'''
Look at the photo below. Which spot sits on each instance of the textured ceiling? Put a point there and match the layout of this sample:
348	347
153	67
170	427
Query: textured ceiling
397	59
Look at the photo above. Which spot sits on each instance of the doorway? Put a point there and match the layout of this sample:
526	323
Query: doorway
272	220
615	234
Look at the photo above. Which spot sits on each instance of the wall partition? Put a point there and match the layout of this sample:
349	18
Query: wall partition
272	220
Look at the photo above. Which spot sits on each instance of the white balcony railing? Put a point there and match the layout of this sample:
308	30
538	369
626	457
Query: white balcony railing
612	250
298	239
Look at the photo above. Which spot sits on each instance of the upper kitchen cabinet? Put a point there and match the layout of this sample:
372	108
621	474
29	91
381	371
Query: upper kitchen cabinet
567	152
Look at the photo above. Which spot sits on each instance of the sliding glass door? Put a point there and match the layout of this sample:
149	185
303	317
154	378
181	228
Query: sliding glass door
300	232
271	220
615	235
'''
STATED EXERCISE -> Turn the items, from the line with "of the wall" up to and including the last line of the items, into a Markdown table with columns Row and Line, numbering each row and skipping blank lines.

RESULT OF THIS EXERCISE ->
| Row | Line |
|---|---|
| 1 | Look at the photo above. Which spot sits on each instance of the wall partition? Put a point there and match the layout of this sample: |
| 2 | 349	18 |
| 3 | Query: wall partition |
| 4 | 272	220 |
| 5 | Look at the photo above. Which spot sits on each instance of the white balcony railing? Put a point there and match the layout of this sample: |
| 6 | 308	30 |
| 7 | 538	369 |
| 8 | 626	457 |
| 9 | Query: white balcony railing |
| 10 | 612	250 |
| 11 | 298	239 |
| 12 | Look at the photo above. Which spot sits on each instance of the upper kitchen cabinet? Put a point there and match the layout of this sample: |
| 13 | 372	108 |
| 14 | 621	474 |
| 15 | 29	91 |
| 16 | 381	371 |
| 17 | Query: upper kitchen cabinet |
| 18 | 567	152 |
| 19 | Look at the photo above. Which spot sits on each instance of the sliding glass door? Put a point there and match the layout of this sample: |
| 20 | 149	185 |
| 21 | 303	317 |
| 22 | 154	378 |
| 23 | 181	228 |
| 24 | Query: sliding glass door |
| 25 | 300	232 |
| 26 | 271	220 |
| 27 | 615	235 |